Written instruction: Can you repeat the records below word for word, starting with the line that contains "object_class: stone paving slab" and going on through the line that contains "[245,288,861,723]", with both of those lines included?

Records for the exercise:
========================================

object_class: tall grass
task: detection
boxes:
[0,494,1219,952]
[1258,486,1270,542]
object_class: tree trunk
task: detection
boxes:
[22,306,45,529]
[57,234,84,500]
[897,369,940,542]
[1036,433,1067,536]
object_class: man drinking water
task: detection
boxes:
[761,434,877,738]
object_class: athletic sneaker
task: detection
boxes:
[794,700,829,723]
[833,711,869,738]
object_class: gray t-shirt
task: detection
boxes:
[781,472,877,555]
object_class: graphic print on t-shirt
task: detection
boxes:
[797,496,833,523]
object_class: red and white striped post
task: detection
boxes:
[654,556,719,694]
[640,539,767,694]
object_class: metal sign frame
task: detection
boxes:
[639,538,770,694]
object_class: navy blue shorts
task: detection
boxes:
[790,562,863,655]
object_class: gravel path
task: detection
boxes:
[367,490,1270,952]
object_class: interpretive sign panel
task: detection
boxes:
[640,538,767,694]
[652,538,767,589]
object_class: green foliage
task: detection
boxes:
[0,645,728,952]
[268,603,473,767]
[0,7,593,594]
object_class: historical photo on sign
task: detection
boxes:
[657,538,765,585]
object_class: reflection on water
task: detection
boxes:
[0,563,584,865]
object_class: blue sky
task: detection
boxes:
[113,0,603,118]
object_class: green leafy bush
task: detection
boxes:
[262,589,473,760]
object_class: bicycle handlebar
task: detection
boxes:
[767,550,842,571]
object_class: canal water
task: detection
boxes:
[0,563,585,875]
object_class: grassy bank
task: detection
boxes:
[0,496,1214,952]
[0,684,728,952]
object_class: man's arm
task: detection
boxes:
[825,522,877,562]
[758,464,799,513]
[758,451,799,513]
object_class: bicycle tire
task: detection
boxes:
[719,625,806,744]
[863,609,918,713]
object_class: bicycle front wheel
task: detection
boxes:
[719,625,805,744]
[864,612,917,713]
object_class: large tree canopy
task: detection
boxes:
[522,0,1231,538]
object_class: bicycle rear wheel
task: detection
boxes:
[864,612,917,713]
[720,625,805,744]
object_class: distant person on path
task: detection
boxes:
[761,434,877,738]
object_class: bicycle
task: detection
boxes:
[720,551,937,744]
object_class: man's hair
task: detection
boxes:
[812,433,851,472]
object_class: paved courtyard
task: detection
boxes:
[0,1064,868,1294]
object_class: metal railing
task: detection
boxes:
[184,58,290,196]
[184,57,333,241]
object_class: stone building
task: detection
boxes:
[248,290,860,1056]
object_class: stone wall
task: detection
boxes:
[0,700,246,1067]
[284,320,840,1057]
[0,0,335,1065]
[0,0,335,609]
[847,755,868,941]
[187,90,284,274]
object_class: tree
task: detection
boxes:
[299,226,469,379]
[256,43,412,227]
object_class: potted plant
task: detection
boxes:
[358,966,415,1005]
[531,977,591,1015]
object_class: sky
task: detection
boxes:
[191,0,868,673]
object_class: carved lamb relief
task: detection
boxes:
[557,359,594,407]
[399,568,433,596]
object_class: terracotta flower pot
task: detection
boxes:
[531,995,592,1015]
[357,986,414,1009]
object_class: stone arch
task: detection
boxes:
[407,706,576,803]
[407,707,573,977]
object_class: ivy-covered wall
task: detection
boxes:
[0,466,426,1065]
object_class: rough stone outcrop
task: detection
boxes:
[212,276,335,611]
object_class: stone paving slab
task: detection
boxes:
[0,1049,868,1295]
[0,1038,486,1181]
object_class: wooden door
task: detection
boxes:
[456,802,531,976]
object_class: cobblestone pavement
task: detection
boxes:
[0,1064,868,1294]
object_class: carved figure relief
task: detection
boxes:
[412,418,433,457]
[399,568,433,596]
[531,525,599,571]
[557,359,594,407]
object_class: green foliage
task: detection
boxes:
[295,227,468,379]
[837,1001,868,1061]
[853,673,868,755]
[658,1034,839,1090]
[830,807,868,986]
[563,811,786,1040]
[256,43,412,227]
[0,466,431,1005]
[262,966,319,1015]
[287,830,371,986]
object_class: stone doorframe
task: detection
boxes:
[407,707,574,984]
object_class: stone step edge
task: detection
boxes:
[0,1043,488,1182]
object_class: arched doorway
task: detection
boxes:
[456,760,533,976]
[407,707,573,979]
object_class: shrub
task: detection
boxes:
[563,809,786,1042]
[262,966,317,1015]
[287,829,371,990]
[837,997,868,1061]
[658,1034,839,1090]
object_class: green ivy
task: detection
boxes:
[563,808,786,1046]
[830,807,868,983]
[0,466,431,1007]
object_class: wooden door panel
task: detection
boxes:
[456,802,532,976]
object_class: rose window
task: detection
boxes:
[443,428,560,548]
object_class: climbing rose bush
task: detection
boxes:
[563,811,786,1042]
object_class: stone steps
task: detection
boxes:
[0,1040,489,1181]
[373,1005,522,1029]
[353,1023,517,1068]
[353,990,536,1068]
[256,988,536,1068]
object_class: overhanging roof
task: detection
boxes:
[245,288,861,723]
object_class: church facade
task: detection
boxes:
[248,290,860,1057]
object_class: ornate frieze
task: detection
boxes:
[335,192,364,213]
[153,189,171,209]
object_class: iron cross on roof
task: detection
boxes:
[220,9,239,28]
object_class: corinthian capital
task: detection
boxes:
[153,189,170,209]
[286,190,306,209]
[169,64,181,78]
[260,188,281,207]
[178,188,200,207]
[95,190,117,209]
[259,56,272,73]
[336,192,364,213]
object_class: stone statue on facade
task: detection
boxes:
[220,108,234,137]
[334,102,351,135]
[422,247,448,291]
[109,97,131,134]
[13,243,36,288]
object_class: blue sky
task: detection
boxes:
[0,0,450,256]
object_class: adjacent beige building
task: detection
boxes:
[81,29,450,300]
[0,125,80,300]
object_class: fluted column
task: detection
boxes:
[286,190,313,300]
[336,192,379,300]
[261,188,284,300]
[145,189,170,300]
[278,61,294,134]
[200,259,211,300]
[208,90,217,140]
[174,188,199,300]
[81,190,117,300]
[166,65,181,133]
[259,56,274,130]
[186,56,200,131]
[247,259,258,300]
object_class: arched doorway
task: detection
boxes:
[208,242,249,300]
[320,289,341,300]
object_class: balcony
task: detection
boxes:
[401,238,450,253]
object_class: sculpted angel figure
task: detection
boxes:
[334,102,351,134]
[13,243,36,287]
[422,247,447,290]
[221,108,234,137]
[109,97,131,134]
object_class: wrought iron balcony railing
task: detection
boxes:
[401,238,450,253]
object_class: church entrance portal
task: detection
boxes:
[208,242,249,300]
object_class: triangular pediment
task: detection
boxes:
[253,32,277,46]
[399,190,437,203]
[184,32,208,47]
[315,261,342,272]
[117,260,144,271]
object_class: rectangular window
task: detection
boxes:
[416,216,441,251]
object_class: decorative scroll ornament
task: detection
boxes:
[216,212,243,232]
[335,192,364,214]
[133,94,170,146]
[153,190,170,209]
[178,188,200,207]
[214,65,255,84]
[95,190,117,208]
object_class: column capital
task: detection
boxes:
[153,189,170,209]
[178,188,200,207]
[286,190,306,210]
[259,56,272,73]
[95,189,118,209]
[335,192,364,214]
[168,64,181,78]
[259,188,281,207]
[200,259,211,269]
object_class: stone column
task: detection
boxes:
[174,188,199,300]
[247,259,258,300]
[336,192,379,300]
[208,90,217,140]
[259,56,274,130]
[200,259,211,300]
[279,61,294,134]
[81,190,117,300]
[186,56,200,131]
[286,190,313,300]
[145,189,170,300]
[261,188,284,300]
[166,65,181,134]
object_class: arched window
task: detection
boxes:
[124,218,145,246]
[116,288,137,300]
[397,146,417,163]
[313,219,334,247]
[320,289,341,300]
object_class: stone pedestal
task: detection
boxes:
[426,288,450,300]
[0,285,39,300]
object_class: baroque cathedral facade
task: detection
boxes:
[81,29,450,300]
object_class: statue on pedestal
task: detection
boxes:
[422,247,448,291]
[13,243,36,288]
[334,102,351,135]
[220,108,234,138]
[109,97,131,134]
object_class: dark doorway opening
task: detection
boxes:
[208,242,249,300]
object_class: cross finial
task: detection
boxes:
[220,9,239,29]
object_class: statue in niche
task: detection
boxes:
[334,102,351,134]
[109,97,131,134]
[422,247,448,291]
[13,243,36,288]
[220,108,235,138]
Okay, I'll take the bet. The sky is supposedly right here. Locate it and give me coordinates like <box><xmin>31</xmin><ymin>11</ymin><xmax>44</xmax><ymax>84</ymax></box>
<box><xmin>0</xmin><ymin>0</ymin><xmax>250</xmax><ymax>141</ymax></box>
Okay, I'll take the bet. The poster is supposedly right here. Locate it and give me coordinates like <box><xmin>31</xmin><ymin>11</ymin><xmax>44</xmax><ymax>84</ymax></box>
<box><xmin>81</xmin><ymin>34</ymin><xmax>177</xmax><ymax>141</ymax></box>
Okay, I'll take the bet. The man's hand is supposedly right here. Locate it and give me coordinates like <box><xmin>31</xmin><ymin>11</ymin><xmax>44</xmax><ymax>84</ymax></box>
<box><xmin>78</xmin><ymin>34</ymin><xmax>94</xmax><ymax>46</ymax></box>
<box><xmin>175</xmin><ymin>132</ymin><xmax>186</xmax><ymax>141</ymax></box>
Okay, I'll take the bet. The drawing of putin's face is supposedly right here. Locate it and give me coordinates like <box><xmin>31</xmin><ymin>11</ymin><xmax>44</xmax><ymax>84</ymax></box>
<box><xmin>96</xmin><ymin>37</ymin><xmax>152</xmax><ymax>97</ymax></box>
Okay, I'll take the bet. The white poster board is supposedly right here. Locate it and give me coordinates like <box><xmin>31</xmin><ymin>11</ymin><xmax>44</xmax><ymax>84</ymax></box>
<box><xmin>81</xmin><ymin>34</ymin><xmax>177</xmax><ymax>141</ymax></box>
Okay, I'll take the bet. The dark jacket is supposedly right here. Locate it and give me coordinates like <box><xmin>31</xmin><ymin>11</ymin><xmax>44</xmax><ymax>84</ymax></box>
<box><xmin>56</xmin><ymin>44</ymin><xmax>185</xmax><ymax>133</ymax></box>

========================================

Complete answer:
object_class: stone paving slab
task: detection
boxes:
[0,1049,868,1295]
[0,1038,486,1181]
object_class: wooden door
task: detection
boxes:
[456,802,531,976]
object_class: cobblestone pavement
task: detection
boxes:
[0,1064,868,1294]
object_class: carved figure relief
task: detection
boxes:
[412,418,433,457]
[399,568,433,596]
[531,525,599,571]
[557,359,594,407]
object_class: green foliage
task: detection
boxes:
[295,227,468,379]
[837,1001,868,1061]
[853,673,868,755]
[658,1034,839,1090]
[830,807,868,986]
[563,811,786,1040]
[256,43,412,227]
[0,466,431,1005]
[262,966,319,1015]
[287,830,371,986]
object_class: stone doorframe
task: detection
boxes:
[407,707,574,984]
object_class: stone step edge
task: detection
boxes:
[0,1043,488,1182]
object_class: arched doorway
task: detection
boxes:
[456,760,533,976]
[407,707,573,979]
object_class: shrub
task: detection
boxes:
[563,809,786,1042]
[262,966,317,1015]
[287,829,371,990]
[837,997,868,1061]
[658,1034,839,1090]
object_class: green ivy
task: detection
boxes:
[563,808,786,1046]
[830,807,868,983]
[0,466,431,1007]
object_class: wooden door panel
task: detection
boxes:
[456,802,532,976]
object_class: rose window
task: detection
boxes:
[443,428,560,548]
object_class: climbing rose bush
task: detection
boxes:
[563,811,786,1042]
object_class: stone steps
task: detection
boxes:
[0,1040,489,1181]
[373,1005,522,1029]
[353,1023,517,1068]
[353,990,536,1068]
[256,988,536,1068]
object_class: overhanging roof
task: detection
boxes:
[245,288,861,723]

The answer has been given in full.